### EXERCISE INSTRUCTIONS
For the entries below, the result should be an exact transcription of the lines from the one with "[locate] the row" up to and including the one with "Target: row of wooden pews", and only those.

### THE DATA
________________________

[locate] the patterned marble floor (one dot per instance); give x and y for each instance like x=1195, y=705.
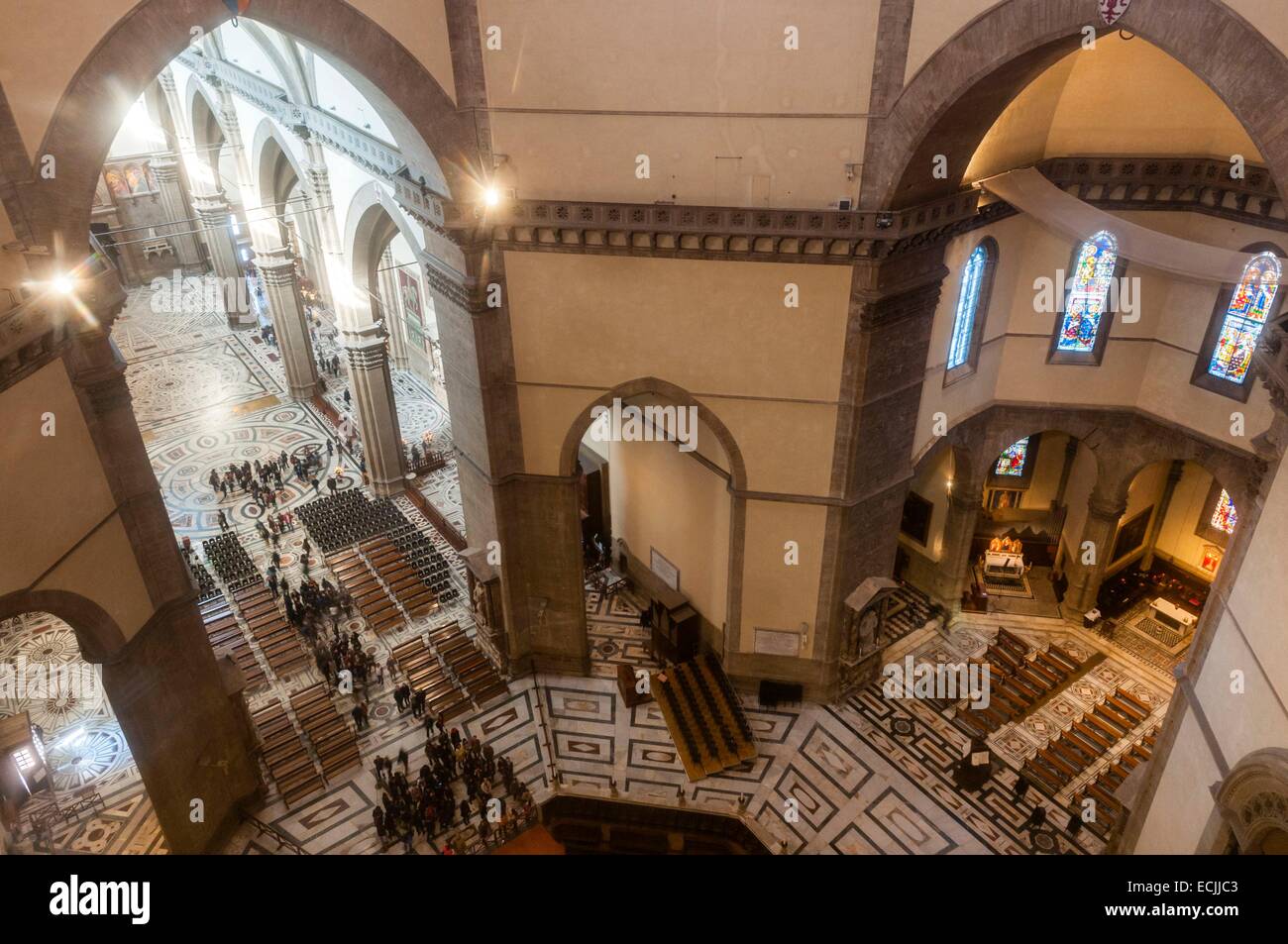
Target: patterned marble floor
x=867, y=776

________________________

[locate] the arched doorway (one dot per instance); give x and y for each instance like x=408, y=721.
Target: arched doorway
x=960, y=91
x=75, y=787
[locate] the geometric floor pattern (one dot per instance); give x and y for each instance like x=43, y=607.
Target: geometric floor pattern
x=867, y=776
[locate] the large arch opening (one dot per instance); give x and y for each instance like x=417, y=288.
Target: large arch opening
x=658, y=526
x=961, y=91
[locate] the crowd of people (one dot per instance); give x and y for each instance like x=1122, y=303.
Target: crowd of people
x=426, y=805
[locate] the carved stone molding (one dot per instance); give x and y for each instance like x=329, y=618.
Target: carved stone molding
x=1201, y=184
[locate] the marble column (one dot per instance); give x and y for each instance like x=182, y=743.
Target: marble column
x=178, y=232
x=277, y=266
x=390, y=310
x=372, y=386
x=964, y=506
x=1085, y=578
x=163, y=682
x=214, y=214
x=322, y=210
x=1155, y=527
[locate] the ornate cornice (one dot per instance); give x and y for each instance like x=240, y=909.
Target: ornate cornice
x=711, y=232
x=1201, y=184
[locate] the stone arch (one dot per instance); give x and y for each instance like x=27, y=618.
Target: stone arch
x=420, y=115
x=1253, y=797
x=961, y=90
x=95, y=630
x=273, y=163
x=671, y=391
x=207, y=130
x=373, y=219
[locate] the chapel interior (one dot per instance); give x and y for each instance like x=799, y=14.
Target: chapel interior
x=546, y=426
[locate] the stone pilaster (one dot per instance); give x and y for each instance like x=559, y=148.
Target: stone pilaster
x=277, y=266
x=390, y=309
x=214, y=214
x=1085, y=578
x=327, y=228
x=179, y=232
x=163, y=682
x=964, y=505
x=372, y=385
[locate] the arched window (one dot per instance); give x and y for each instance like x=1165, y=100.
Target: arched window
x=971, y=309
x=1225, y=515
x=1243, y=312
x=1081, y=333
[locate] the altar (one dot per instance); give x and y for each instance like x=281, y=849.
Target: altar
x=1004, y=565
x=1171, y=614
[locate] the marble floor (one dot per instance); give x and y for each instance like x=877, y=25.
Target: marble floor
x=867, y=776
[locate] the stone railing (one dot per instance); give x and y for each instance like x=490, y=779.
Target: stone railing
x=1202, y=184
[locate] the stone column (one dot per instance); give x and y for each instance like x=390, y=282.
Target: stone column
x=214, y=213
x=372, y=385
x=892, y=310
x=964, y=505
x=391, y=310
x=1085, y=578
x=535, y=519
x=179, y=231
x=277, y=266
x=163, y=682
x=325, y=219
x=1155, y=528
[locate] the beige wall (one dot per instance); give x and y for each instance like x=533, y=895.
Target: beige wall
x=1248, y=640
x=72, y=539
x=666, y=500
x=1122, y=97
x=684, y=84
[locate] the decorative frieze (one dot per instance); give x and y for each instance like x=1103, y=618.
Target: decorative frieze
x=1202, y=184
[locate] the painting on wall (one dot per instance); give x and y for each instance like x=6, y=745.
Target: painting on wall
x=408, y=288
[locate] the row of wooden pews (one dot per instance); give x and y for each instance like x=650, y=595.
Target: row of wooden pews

________________________

### TASK ANSWER
[locate] the row of wooden pews (one dot per instance); give x and y for each instance like x=650, y=595.
Target: row of wooden pews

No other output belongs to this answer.